Перепечатайте без изменений строки из записей ниже, начиная со строки, содержащей "If you could pick out the thin", и до самого конца записей включительно.

(Данные точечной разметки)
_____

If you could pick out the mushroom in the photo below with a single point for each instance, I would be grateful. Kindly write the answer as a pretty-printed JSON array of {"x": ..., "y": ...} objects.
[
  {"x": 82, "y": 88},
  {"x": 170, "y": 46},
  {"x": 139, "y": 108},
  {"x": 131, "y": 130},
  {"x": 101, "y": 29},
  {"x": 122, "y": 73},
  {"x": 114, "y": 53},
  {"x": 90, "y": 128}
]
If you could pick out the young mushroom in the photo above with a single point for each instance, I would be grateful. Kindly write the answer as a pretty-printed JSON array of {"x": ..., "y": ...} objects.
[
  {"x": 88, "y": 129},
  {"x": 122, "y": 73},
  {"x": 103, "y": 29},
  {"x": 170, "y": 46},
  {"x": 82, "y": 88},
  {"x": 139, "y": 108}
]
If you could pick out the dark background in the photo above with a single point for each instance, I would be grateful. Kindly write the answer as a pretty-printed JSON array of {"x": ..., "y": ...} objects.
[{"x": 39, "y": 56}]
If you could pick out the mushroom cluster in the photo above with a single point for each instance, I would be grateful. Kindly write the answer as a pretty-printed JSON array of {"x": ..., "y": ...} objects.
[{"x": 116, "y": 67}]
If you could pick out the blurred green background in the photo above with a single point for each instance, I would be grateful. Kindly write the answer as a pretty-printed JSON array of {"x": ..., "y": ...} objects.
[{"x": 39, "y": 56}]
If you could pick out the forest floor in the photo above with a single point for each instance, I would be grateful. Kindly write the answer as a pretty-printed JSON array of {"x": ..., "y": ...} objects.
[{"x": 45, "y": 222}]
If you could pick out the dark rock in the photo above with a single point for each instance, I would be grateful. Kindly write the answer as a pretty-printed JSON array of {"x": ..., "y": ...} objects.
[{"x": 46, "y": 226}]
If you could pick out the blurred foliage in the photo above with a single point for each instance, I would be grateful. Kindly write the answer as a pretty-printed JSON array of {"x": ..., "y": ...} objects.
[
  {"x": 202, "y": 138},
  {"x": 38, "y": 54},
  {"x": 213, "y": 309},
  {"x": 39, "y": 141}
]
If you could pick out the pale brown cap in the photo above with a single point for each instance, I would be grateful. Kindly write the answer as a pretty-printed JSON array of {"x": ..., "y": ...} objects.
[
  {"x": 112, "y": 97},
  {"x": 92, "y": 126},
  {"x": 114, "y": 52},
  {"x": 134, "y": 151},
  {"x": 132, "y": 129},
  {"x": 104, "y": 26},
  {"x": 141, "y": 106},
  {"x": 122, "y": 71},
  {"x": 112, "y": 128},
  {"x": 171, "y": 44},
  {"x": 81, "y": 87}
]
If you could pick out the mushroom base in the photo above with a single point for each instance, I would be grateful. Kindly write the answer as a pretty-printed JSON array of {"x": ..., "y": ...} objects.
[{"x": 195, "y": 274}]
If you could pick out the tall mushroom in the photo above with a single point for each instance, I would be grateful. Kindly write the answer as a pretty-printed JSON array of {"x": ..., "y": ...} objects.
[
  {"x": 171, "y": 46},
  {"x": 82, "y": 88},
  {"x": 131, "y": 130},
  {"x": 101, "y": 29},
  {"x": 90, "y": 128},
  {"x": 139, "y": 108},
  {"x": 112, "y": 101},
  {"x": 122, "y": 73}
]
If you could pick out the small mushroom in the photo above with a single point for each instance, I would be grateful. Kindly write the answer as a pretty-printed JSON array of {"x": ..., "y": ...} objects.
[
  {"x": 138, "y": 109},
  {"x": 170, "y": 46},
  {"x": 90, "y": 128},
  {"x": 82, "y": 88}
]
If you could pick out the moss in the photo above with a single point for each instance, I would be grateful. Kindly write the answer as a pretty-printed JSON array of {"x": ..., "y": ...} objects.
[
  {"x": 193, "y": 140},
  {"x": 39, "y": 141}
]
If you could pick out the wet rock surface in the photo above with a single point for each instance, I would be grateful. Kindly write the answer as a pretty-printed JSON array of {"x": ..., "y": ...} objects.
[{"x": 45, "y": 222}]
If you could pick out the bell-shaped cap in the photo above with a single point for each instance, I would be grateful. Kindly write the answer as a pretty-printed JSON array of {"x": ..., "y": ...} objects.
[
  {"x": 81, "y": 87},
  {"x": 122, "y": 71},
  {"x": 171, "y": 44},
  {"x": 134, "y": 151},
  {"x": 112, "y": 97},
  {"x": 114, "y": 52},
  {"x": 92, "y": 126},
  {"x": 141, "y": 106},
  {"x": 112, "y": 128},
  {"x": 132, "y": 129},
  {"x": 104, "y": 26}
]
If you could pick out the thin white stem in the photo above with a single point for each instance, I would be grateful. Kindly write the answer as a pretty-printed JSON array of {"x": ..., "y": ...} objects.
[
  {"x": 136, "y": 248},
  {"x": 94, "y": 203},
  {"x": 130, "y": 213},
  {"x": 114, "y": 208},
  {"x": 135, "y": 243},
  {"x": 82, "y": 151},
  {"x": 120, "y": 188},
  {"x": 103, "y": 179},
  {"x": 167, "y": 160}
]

_____

Решение задачи:
If you could pick out the thin white stem in the photo above with a single point for each instance, I would be grateful. Kindly write the answer as a pretty-printed JSON array of {"x": ..., "y": ...} objects.
[
  {"x": 136, "y": 248},
  {"x": 94, "y": 203},
  {"x": 130, "y": 213},
  {"x": 114, "y": 208},
  {"x": 135, "y": 243},
  {"x": 82, "y": 151},
  {"x": 120, "y": 188},
  {"x": 103, "y": 179},
  {"x": 167, "y": 160}
]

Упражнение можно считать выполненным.